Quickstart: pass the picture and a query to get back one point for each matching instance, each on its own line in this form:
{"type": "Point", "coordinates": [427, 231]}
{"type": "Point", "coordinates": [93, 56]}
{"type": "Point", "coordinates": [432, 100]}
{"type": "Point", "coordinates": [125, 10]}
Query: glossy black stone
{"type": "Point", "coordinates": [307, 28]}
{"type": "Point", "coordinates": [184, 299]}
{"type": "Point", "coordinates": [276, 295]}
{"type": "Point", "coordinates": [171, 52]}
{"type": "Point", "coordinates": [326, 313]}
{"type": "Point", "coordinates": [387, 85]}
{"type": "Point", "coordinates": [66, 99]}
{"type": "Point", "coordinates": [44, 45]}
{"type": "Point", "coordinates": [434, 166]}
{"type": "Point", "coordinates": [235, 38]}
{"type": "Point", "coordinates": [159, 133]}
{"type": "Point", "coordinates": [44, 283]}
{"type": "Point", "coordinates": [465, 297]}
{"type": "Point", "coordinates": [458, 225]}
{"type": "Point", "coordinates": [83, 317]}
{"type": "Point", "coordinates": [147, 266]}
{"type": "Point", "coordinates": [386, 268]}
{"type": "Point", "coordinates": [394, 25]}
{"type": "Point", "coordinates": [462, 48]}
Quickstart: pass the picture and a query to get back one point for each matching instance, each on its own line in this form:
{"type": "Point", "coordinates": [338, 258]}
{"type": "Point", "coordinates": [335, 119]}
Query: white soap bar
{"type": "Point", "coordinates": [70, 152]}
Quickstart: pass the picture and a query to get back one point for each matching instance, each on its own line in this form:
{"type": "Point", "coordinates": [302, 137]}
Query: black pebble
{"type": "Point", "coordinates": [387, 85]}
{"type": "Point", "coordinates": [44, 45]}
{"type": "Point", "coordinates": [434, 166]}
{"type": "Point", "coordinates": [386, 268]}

________________

▸ Work instruction
Quote the data above in full, changing nothing.

▸ Answer to the exercise
Quickstart: pass the picture and a query to get back one point for each matching instance, each on its own line in this form:
{"type": "Point", "coordinates": [427, 231]}
{"type": "Point", "coordinates": [93, 56]}
{"type": "Point", "coordinates": [432, 100]}
{"type": "Point", "coordinates": [125, 10]}
Query: glossy black stone
{"type": "Point", "coordinates": [307, 28]}
{"type": "Point", "coordinates": [184, 299]}
{"type": "Point", "coordinates": [276, 295]}
{"type": "Point", "coordinates": [171, 52]}
{"type": "Point", "coordinates": [326, 313]}
{"type": "Point", "coordinates": [387, 85]}
{"type": "Point", "coordinates": [66, 99]}
{"type": "Point", "coordinates": [44, 45]}
{"type": "Point", "coordinates": [434, 166]}
{"type": "Point", "coordinates": [235, 38]}
{"type": "Point", "coordinates": [159, 133]}
{"type": "Point", "coordinates": [44, 283]}
{"type": "Point", "coordinates": [465, 297]}
{"type": "Point", "coordinates": [458, 225]}
{"type": "Point", "coordinates": [83, 317]}
{"type": "Point", "coordinates": [147, 266]}
{"type": "Point", "coordinates": [386, 268]}
{"type": "Point", "coordinates": [394, 25]}
{"type": "Point", "coordinates": [462, 48]}
Quickstart: pass the picture and a query to get back one point for each matching instance, each on its own line in this form:
{"type": "Point", "coordinates": [338, 258]}
{"type": "Point", "coordinates": [335, 119]}
Query: white soap bar
{"type": "Point", "coordinates": [70, 152]}
Quickstart: pass the picture and a query to get back one point for each matching instance, each on its own line in this form:
{"type": "Point", "coordinates": [302, 137]}
Query: black pebble
{"type": "Point", "coordinates": [387, 85]}
{"type": "Point", "coordinates": [44, 45]}
{"type": "Point", "coordinates": [434, 166]}
{"type": "Point", "coordinates": [386, 268]}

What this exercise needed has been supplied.